Rewrite the data below as a numbered list, one line per item, with blank lines dropped and the pictures omitted.

>> start Material

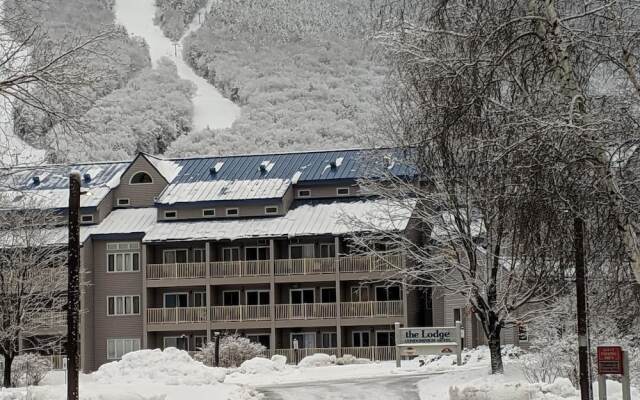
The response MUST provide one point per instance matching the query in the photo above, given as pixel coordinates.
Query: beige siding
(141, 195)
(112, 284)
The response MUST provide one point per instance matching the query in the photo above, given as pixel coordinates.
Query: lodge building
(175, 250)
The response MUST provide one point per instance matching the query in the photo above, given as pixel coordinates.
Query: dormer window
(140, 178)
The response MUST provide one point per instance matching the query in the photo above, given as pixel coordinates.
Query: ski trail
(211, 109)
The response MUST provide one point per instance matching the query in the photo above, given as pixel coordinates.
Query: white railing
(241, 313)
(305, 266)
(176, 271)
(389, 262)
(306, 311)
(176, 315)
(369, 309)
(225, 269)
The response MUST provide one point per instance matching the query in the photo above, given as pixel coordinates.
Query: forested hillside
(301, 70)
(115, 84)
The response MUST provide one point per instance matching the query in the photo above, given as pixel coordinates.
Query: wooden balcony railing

>> end Material

* Full response *
1. The response MUST provide one point per instance matching the query in the photo above, given as pixel coordinates.
2. Query: beige siding
3. (141, 195)
4. (112, 284)
5. The response MUST provide one point per instance matching the query in the photo above, given as pixel coordinates.
6. Query: lodge building
7. (175, 250)
8. The response MUST provide one point per instance matching the query in the photo above, given as pixel coordinates.
9. Query: dormer window
10. (140, 178)
11. The response MUST provide one point per instance matching the query in the photo above, given as pixel coordinates.
12. Query: ski trail
13. (211, 109)
14. The response MUST provide one point per instance matching the query in the photo above, given as pixel coordinates.
15. Query: white railing
16. (241, 313)
17. (305, 266)
18. (176, 271)
19. (389, 262)
20. (306, 311)
21. (176, 315)
22. (369, 309)
23. (225, 269)
24. The response MUST provide one point per instance matching the query in the photo above, given as pixel coordinates.
25. Query: forested hillside
26. (301, 70)
27. (115, 84)
28. The response MUST provide one point per instance matching the query in the photo above, given as pixel coordinates.
29. Query: wooden balcony railing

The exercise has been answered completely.